Transcribe the records word for word, from the first line through the line that contains "left=160, top=345, right=233, bottom=438", including that line.

(Box-labeled dataset extracts)
--- START ---

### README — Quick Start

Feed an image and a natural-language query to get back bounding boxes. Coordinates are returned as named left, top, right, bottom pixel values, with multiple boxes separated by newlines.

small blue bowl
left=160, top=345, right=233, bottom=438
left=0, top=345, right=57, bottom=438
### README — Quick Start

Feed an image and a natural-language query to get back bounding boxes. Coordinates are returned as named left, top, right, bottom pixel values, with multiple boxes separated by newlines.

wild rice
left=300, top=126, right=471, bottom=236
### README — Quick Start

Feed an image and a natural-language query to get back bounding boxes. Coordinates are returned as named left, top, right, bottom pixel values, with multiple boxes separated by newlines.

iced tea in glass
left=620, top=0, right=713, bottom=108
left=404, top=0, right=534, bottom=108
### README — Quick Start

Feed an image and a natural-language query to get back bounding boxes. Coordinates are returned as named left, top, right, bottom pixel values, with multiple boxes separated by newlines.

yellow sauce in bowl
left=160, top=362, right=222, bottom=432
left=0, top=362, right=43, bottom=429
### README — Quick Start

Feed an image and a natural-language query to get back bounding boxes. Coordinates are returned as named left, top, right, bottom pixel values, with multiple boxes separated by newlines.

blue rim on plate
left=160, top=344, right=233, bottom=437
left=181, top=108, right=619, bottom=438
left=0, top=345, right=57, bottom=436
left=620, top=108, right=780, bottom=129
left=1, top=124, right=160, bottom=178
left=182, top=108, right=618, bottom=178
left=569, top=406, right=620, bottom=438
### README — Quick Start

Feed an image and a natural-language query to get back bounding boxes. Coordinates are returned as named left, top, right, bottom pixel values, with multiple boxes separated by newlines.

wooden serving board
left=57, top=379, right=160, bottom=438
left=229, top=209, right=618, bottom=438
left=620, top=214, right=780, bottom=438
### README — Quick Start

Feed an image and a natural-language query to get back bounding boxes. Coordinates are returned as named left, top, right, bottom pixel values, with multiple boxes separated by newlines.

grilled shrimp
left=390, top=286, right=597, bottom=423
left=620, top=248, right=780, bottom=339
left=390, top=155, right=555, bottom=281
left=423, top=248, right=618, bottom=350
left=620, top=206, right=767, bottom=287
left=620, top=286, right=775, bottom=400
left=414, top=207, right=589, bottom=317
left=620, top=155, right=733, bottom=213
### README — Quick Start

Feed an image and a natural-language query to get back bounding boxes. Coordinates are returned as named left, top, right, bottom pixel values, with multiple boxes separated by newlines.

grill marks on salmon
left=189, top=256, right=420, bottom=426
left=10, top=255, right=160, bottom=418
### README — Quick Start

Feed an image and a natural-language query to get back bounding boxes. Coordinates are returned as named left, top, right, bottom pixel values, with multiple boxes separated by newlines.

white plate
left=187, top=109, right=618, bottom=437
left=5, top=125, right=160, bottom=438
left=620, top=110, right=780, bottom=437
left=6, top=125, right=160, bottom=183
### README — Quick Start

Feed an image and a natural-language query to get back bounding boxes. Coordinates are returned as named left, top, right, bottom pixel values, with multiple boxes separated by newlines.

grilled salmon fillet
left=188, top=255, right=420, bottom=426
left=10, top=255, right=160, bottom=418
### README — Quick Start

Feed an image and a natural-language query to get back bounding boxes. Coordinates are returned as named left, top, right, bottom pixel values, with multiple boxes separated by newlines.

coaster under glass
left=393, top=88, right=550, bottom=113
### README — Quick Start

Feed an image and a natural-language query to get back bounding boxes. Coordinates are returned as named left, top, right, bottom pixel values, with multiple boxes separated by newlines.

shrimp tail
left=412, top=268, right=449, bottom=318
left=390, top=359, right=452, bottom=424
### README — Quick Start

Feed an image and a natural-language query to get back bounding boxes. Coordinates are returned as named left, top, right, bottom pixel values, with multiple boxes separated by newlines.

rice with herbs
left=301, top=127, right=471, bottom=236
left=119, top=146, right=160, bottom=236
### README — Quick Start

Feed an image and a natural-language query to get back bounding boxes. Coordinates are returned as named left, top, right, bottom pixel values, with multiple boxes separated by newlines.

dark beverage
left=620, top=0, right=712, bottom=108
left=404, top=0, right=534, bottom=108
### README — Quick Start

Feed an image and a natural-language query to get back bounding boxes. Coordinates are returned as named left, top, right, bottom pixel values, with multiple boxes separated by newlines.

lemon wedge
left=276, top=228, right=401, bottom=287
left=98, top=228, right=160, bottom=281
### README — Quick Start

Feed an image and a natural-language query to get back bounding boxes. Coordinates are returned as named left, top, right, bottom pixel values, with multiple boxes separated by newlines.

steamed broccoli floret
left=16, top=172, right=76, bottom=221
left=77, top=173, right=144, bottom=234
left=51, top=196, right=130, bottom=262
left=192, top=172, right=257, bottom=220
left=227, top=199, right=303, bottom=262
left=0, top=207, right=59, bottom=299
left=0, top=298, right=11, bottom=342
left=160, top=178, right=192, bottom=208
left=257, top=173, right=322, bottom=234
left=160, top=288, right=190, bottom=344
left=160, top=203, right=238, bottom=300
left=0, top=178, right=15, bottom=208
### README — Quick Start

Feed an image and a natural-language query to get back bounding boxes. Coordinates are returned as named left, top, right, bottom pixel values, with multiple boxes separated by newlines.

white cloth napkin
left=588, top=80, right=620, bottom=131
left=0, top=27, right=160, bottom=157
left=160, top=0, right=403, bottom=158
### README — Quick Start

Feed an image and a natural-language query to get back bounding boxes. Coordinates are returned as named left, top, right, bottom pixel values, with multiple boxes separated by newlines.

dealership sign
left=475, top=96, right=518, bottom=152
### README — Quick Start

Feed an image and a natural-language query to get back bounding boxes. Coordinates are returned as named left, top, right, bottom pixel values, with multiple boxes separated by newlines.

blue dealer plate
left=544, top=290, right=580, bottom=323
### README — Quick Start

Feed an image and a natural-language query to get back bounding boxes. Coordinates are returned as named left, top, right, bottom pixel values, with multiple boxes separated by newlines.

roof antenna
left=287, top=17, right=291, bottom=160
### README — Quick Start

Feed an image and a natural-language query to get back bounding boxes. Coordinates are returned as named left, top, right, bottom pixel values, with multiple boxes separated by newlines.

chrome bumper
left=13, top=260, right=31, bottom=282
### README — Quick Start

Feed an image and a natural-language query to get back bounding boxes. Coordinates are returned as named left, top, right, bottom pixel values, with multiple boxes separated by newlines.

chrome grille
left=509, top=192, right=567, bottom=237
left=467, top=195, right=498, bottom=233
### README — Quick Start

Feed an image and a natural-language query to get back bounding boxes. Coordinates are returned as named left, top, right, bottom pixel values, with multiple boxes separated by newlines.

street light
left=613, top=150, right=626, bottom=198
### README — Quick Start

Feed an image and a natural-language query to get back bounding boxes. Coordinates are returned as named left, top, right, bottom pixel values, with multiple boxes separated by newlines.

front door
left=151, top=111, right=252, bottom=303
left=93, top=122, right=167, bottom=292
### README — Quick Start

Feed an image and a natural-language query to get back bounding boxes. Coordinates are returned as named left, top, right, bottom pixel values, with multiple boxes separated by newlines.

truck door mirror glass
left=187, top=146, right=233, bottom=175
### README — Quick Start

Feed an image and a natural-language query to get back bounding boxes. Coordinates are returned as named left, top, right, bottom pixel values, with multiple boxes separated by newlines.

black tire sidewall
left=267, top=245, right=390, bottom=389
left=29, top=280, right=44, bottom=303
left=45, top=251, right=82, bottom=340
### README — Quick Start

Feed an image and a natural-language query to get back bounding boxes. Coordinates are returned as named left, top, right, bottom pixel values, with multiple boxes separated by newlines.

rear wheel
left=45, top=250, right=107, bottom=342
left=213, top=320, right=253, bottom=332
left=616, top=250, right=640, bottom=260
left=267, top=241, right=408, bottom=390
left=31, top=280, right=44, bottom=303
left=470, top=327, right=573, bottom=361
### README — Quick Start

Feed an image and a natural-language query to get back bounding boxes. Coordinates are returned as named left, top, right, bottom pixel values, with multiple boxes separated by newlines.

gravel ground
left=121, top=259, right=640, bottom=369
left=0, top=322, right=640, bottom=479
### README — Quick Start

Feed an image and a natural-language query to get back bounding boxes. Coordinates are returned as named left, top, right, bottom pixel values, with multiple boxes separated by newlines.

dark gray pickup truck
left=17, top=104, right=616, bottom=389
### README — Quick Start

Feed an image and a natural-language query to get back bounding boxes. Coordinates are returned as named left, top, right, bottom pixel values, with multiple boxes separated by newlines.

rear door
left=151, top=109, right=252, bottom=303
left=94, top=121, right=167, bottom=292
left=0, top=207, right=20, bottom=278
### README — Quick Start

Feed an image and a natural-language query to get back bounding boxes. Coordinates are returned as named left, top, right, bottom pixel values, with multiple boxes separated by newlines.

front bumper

--- END ---

WORKED SOLUTION
### README — Quick Start

Feed an image and a natural-language query to get back bounding boxes. Coordinates are returned as named left, top, right, bottom pixel values, with multiple boxes separated by newlines.

small blue bowl
left=160, top=345, right=233, bottom=438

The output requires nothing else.